• Goal: Everything from the line containing "of the gray" through the last line of the data below is to be retyped exactly, apart from the pictures.

+===+

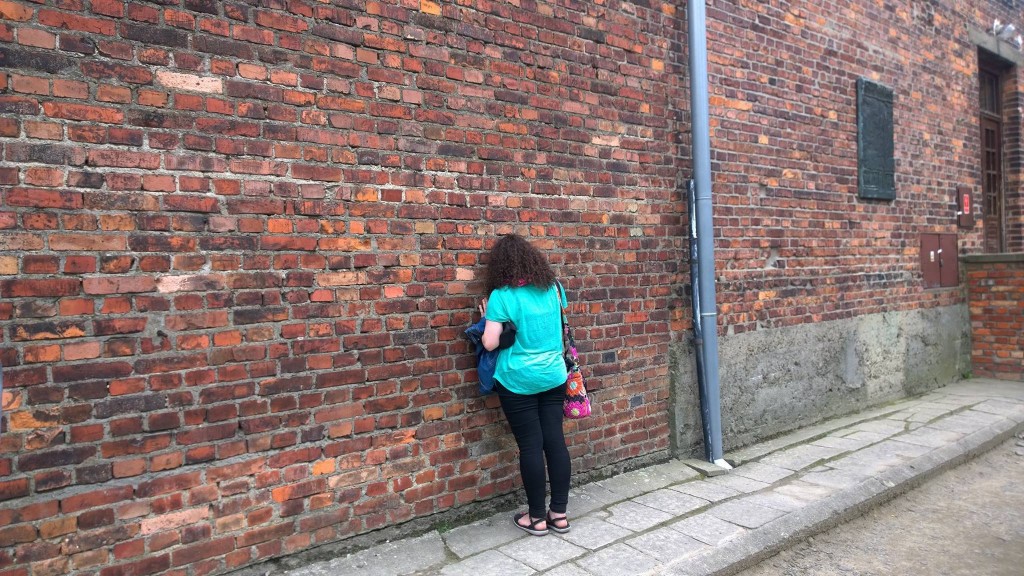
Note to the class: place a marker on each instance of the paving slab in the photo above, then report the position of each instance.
(738, 483)
(744, 512)
(489, 563)
(667, 544)
(542, 553)
(762, 471)
(633, 484)
(800, 457)
(619, 560)
(707, 490)
(671, 501)
(467, 540)
(593, 532)
(708, 529)
(393, 559)
(636, 517)
(841, 443)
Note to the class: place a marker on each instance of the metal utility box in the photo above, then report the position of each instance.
(939, 260)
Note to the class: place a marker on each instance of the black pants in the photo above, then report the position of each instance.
(537, 423)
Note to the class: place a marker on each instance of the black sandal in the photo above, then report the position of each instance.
(555, 527)
(531, 527)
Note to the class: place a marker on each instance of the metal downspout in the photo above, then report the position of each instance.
(707, 328)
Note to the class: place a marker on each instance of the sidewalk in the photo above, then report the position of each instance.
(672, 520)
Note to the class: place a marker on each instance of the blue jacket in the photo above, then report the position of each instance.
(486, 361)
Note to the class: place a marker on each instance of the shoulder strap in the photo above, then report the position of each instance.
(559, 290)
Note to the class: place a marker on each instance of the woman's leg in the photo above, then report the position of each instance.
(524, 419)
(559, 466)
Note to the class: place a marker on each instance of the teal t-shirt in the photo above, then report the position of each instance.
(534, 363)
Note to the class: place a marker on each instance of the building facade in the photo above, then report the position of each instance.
(241, 242)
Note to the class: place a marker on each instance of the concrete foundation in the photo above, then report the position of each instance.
(773, 381)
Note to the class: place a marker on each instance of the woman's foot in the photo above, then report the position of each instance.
(558, 523)
(530, 525)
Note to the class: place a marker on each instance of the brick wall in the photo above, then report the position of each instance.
(241, 241)
(995, 297)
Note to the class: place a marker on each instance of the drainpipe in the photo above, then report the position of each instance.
(706, 315)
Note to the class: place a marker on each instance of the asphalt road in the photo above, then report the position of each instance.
(966, 522)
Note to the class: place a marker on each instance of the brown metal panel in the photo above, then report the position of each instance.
(965, 206)
(948, 260)
(930, 259)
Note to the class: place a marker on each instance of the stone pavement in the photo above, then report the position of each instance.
(672, 520)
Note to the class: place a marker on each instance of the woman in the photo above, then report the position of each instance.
(529, 377)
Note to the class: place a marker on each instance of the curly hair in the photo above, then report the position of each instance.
(514, 261)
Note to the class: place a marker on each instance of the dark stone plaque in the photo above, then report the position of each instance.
(876, 159)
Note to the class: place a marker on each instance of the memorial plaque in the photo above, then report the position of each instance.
(876, 152)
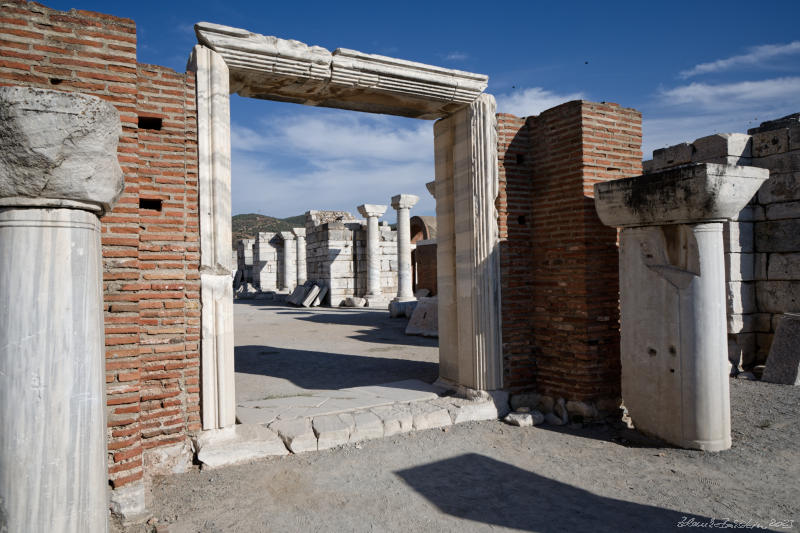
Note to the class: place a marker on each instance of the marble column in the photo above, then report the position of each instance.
(403, 204)
(372, 213)
(300, 239)
(289, 266)
(674, 350)
(58, 174)
(218, 394)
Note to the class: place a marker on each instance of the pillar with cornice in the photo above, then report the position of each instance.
(58, 174)
(300, 240)
(372, 213)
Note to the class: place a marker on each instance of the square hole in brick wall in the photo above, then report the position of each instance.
(149, 123)
(154, 204)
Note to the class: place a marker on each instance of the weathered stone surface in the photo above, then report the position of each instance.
(310, 296)
(583, 409)
(519, 419)
(778, 236)
(239, 444)
(428, 416)
(60, 147)
(333, 430)
(296, 434)
(425, 318)
(777, 296)
(526, 399)
(297, 296)
(402, 309)
(264, 66)
(128, 502)
(396, 418)
(783, 210)
(694, 193)
(367, 426)
(783, 267)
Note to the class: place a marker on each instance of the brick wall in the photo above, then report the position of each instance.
(558, 261)
(152, 318)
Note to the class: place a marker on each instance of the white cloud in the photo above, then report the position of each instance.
(456, 56)
(755, 56)
(533, 101)
(330, 160)
(731, 96)
(688, 112)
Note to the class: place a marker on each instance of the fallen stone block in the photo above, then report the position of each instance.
(297, 296)
(323, 291)
(368, 426)
(429, 416)
(402, 309)
(396, 419)
(310, 296)
(519, 419)
(296, 434)
(333, 430)
(239, 444)
(783, 362)
(425, 318)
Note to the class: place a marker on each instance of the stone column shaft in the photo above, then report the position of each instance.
(372, 213)
(53, 473)
(289, 269)
(302, 272)
(403, 204)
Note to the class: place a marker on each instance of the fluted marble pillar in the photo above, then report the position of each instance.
(58, 174)
(289, 266)
(300, 239)
(403, 204)
(372, 213)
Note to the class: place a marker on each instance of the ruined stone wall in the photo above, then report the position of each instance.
(559, 264)
(762, 250)
(150, 239)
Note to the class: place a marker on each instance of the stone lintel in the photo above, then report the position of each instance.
(404, 201)
(372, 210)
(694, 193)
(286, 70)
(59, 150)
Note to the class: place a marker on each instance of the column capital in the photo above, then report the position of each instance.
(372, 210)
(60, 150)
(404, 201)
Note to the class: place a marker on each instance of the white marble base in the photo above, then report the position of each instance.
(52, 375)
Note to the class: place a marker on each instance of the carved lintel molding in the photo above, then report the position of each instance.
(267, 67)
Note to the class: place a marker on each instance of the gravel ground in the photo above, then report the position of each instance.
(488, 476)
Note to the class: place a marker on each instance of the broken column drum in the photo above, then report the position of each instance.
(372, 213)
(58, 174)
(403, 203)
(300, 239)
(672, 297)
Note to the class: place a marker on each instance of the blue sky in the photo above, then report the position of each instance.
(692, 69)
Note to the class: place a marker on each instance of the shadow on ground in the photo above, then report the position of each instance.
(378, 327)
(479, 488)
(326, 370)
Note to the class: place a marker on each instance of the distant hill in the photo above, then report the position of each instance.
(247, 226)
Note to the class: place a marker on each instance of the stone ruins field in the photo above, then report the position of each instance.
(488, 476)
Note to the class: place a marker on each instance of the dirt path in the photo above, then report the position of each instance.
(488, 476)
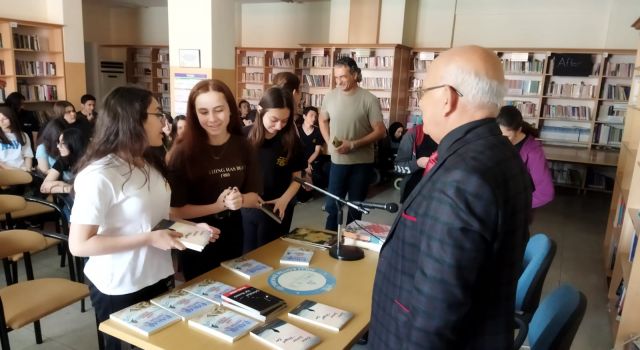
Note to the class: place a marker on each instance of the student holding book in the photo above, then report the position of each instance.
(121, 193)
(280, 152)
(213, 172)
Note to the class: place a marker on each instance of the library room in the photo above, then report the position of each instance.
(326, 174)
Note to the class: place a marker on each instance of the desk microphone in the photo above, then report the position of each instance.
(390, 207)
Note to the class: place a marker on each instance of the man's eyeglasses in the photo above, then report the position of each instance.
(422, 92)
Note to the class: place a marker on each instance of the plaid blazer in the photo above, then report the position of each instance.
(447, 274)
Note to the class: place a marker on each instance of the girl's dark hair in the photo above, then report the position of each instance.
(120, 130)
(15, 126)
(275, 97)
(511, 118)
(49, 136)
(190, 149)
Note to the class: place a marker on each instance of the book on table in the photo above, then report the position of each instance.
(145, 318)
(295, 255)
(313, 237)
(285, 336)
(246, 268)
(224, 324)
(193, 237)
(322, 315)
(210, 290)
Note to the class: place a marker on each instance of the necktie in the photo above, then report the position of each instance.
(431, 162)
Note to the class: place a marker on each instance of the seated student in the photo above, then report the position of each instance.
(15, 149)
(523, 136)
(47, 149)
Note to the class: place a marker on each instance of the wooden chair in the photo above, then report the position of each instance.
(27, 302)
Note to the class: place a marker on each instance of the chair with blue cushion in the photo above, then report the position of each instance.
(556, 321)
(538, 257)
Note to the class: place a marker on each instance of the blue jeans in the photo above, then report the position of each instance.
(350, 179)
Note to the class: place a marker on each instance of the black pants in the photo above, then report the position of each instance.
(105, 304)
(228, 246)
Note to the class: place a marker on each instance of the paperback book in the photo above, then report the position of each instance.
(193, 237)
(246, 268)
(297, 256)
(210, 290)
(224, 324)
(145, 318)
(182, 303)
(321, 315)
(285, 336)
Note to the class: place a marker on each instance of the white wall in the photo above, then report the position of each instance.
(285, 24)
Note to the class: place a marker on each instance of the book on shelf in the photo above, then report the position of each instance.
(313, 237)
(145, 318)
(285, 336)
(295, 255)
(210, 290)
(182, 303)
(193, 237)
(222, 323)
(246, 268)
(321, 315)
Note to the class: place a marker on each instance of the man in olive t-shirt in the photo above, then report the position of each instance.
(350, 122)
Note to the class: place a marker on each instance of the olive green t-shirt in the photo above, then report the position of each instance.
(351, 117)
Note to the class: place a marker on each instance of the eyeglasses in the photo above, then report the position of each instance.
(422, 92)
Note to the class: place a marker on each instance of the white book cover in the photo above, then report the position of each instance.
(321, 314)
(225, 324)
(246, 267)
(182, 303)
(285, 336)
(210, 290)
(297, 256)
(145, 318)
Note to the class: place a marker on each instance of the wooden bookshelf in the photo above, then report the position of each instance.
(623, 224)
(31, 61)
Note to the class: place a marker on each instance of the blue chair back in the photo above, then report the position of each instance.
(538, 257)
(557, 319)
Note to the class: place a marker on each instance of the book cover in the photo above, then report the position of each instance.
(313, 237)
(193, 237)
(210, 290)
(297, 256)
(225, 324)
(246, 268)
(253, 299)
(285, 336)
(145, 318)
(182, 303)
(321, 314)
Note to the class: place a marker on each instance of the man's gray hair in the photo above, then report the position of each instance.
(476, 89)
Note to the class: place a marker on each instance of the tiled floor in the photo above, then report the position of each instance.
(575, 222)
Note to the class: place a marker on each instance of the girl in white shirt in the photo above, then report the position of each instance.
(121, 194)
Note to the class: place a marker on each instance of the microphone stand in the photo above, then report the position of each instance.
(339, 251)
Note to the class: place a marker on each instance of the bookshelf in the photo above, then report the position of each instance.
(31, 61)
(623, 224)
(148, 68)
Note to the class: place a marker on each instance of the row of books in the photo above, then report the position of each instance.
(567, 112)
(35, 68)
(522, 87)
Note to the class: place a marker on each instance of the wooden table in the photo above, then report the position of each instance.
(352, 292)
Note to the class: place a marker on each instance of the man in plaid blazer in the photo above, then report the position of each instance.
(447, 274)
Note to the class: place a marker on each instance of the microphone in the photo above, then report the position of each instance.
(390, 207)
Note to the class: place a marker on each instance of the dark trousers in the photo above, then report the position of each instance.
(226, 247)
(260, 229)
(104, 304)
(352, 180)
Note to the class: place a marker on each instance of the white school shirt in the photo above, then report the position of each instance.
(123, 202)
(13, 153)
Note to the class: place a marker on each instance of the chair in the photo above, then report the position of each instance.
(27, 302)
(556, 321)
(538, 257)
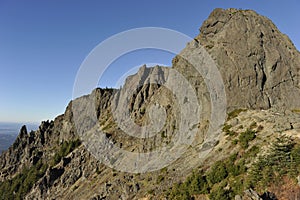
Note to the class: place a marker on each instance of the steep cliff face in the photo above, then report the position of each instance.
(259, 64)
(260, 68)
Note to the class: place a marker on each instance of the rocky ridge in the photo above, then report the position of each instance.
(258, 64)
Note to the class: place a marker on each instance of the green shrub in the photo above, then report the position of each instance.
(217, 173)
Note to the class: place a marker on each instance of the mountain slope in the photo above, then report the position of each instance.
(260, 69)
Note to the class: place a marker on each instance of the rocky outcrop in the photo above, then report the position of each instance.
(260, 68)
(260, 65)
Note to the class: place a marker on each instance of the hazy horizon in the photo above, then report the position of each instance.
(43, 44)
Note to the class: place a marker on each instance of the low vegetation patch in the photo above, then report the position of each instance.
(229, 177)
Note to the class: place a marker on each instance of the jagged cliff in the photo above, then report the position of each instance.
(260, 68)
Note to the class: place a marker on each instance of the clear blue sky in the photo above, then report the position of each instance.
(43, 43)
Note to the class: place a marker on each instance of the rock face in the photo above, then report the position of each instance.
(260, 68)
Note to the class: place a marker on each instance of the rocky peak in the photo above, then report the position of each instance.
(257, 62)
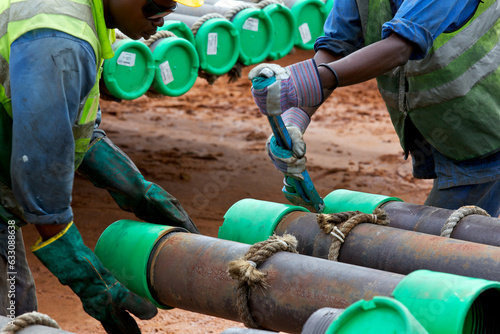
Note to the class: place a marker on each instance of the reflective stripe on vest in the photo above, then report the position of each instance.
(450, 95)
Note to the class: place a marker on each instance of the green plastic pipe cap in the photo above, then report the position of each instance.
(342, 200)
(452, 304)
(124, 249)
(285, 29)
(256, 32)
(129, 74)
(328, 6)
(217, 44)
(176, 63)
(179, 29)
(249, 220)
(310, 16)
(379, 315)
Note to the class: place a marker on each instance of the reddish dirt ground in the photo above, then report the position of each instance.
(206, 147)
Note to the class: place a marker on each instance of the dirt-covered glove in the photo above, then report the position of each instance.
(102, 296)
(276, 89)
(291, 163)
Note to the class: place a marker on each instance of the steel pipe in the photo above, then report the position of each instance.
(189, 271)
(33, 329)
(394, 250)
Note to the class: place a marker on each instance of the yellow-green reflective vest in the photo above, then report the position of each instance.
(83, 19)
(452, 95)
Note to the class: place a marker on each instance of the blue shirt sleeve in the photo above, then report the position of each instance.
(419, 21)
(51, 74)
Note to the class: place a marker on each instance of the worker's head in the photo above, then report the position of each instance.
(140, 18)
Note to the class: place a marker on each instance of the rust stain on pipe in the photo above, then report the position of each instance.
(430, 220)
(395, 250)
(189, 271)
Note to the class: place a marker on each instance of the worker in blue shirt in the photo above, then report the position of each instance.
(437, 68)
(51, 53)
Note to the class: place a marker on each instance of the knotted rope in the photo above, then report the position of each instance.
(340, 224)
(246, 272)
(262, 4)
(458, 215)
(210, 78)
(120, 35)
(28, 319)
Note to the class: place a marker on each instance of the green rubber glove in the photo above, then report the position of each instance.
(108, 167)
(102, 296)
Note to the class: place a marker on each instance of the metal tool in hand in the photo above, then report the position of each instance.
(298, 192)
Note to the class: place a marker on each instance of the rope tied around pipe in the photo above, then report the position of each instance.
(340, 224)
(458, 215)
(245, 271)
(231, 12)
(28, 319)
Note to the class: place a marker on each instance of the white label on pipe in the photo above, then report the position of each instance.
(166, 73)
(212, 44)
(305, 33)
(126, 59)
(224, 3)
(251, 24)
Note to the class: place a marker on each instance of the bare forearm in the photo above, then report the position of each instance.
(48, 231)
(365, 64)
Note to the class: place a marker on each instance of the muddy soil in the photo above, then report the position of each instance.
(206, 147)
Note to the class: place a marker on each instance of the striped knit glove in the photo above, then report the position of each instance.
(276, 89)
(291, 163)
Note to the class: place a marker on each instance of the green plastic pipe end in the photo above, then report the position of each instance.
(342, 200)
(452, 304)
(129, 74)
(218, 46)
(179, 29)
(285, 30)
(379, 315)
(249, 220)
(177, 64)
(124, 249)
(310, 16)
(256, 32)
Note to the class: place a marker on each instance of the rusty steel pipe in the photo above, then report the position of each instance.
(394, 250)
(430, 220)
(189, 271)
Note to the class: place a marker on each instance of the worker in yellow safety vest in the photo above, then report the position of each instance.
(437, 65)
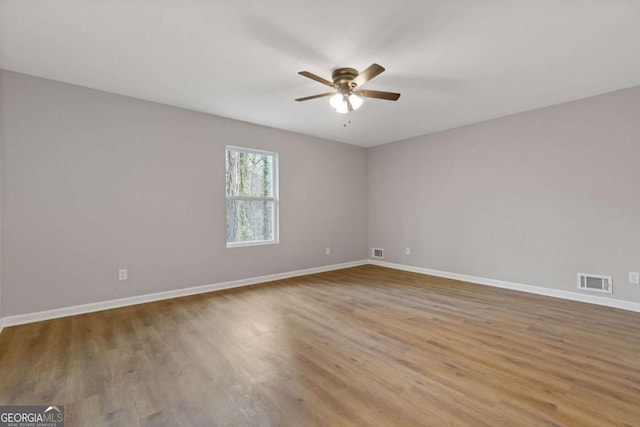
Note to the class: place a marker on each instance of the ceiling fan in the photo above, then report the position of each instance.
(346, 97)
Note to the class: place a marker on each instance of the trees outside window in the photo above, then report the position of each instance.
(252, 203)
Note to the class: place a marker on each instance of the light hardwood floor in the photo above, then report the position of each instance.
(365, 346)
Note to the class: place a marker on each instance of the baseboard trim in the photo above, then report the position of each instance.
(159, 296)
(21, 319)
(573, 296)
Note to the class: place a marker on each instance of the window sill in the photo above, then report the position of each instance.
(247, 244)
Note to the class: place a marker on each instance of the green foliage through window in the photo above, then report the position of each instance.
(251, 196)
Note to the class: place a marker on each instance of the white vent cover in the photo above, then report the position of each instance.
(595, 283)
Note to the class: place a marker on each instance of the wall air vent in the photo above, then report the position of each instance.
(595, 283)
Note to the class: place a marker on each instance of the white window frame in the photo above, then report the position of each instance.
(274, 198)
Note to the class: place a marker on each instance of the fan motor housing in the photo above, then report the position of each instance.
(343, 76)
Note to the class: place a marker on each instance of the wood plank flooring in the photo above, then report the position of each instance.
(365, 346)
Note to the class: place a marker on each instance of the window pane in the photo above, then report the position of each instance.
(249, 220)
(249, 174)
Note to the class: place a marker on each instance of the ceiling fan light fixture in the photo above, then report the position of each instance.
(336, 100)
(340, 101)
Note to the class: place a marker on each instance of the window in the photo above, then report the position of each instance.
(252, 197)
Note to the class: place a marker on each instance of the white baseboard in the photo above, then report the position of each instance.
(21, 319)
(123, 302)
(573, 296)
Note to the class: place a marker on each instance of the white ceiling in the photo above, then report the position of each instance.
(455, 62)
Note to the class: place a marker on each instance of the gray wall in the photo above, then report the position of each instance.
(93, 182)
(532, 198)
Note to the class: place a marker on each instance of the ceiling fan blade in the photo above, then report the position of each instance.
(306, 98)
(389, 96)
(368, 74)
(317, 78)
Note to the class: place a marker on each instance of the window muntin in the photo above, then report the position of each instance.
(251, 197)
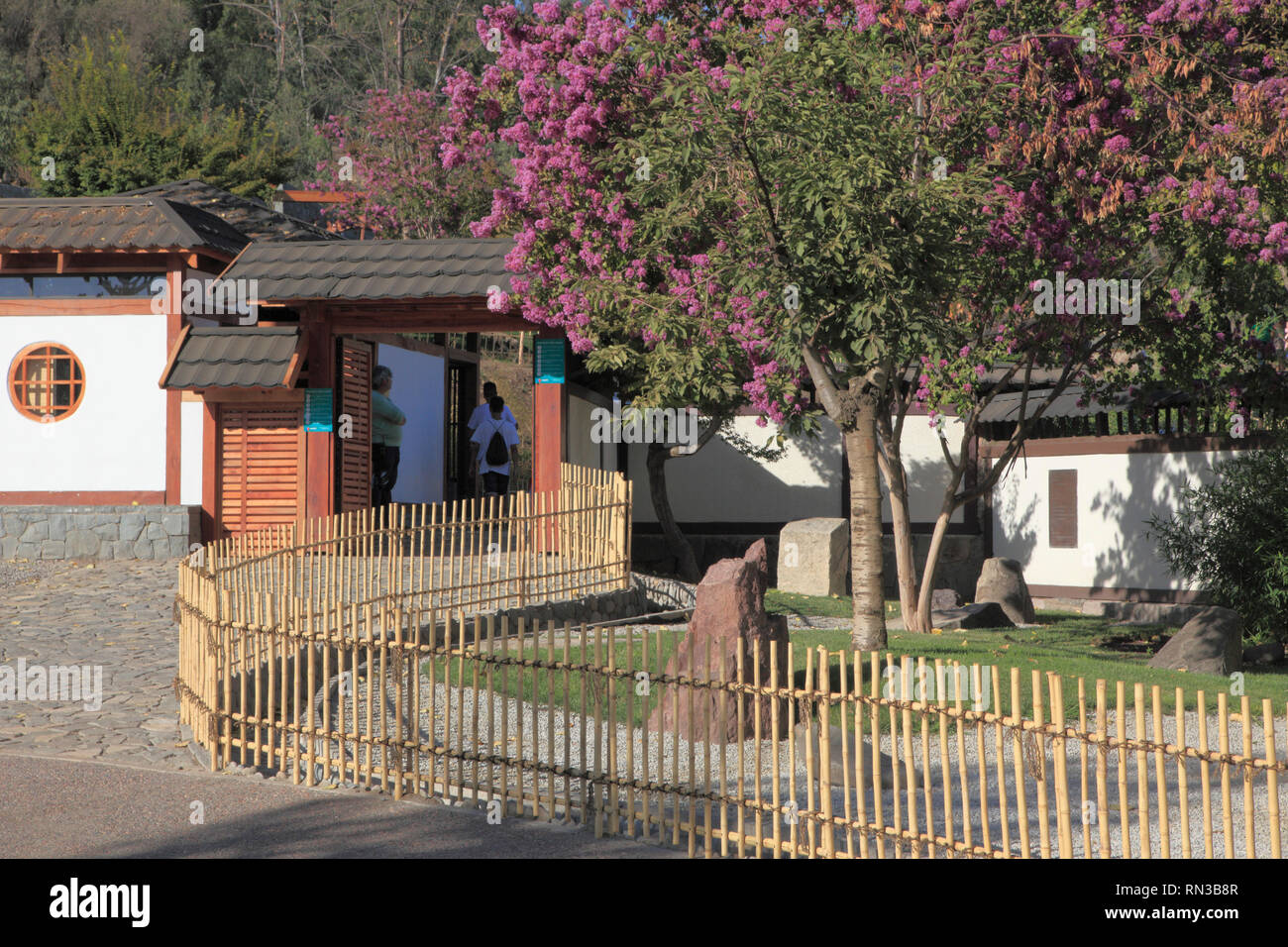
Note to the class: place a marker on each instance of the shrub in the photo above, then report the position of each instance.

+===+

• Complete answer:
Note to the class: place a marker on each instance of the gray wall in the photo above, then report the position of each instance.
(93, 182)
(532, 198)
Note to the class: place a marker on each instance of the ceiling fan blade in the photo above, then report the position of each instance.
(306, 98)
(389, 96)
(368, 74)
(317, 78)
Note to the class: place a marker on each instance of the window muntin in the photo above, then report the position of each instance.
(251, 197)
Note to the class: place a marker on each instance of the shrub in the photo above, then report the position of each instance.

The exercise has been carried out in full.